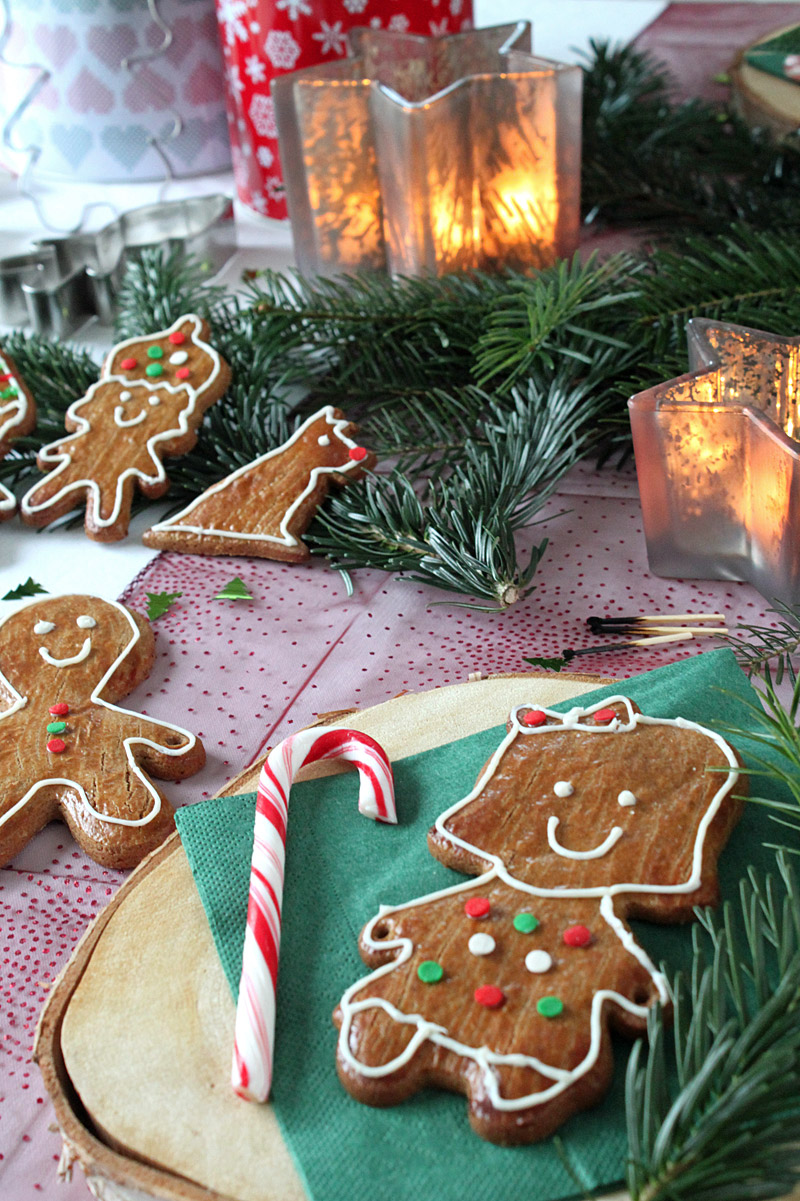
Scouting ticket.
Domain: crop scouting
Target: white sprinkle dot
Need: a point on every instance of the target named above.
(482, 944)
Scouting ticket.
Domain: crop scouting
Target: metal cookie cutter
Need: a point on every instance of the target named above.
(65, 281)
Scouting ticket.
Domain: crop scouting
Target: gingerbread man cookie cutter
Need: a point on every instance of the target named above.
(65, 281)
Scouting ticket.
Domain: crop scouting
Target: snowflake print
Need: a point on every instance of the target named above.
(294, 9)
(330, 37)
(262, 114)
(275, 189)
(255, 69)
(281, 49)
(231, 13)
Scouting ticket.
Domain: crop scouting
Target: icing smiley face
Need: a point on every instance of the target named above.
(583, 794)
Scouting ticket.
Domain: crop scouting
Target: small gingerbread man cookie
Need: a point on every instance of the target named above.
(507, 989)
(66, 748)
(148, 402)
(17, 417)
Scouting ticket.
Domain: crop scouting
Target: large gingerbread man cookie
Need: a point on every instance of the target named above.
(66, 748)
(507, 989)
(148, 402)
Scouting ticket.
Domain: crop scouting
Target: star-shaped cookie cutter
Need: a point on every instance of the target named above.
(64, 281)
(718, 461)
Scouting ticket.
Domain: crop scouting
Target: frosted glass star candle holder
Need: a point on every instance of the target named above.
(718, 461)
(425, 155)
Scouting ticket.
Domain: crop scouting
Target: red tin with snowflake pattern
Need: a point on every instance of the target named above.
(264, 39)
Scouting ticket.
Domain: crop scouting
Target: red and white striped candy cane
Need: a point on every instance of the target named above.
(255, 1028)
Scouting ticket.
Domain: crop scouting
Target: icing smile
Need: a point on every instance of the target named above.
(71, 659)
(595, 853)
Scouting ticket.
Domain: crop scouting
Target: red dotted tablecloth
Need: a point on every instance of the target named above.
(244, 674)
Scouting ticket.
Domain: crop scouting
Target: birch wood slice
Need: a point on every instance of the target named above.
(135, 1040)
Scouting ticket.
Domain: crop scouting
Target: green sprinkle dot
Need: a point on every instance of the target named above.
(430, 972)
(549, 1007)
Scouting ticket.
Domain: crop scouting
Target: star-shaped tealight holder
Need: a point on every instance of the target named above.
(718, 461)
(425, 155)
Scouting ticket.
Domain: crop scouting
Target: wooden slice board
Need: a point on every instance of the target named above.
(135, 1040)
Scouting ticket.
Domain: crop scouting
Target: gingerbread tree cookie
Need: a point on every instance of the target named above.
(148, 402)
(17, 417)
(263, 507)
(66, 748)
(507, 989)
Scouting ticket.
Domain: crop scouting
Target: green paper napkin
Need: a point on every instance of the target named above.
(339, 868)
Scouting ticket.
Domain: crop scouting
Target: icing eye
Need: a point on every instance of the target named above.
(482, 944)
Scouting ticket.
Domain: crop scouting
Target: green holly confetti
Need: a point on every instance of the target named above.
(237, 590)
(159, 603)
(29, 589)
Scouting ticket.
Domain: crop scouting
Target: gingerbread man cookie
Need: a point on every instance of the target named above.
(507, 989)
(263, 507)
(148, 402)
(17, 417)
(66, 748)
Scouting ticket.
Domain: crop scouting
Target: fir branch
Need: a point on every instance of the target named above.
(160, 286)
(726, 1125)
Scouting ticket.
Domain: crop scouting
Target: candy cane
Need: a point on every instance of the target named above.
(255, 1026)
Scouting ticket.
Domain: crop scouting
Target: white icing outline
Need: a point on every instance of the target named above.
(129, 742)
(13, 412)
(484, 1057)
(595, 853)
(89, 487)
(174, 525)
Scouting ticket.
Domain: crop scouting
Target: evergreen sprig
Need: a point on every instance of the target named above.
(714, 1105)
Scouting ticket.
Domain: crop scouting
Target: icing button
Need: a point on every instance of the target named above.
(489, 996)
(549, 1007)
(577, 936)
(430, 972)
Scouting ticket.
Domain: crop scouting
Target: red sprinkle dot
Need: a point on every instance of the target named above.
(489, 996)
(577, 936)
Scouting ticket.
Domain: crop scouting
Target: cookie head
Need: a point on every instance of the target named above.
(601, 800)
(178, 357)
(66, 645)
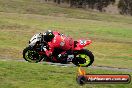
# # #
*AIM OF THE TASK*: Show each line of the listing above that contains the string "star". Case matters.

*REPLY*:
Target: star-shaped cookie cutter
Target: frosted glass star candle holder
Target: star-shaped tealight holder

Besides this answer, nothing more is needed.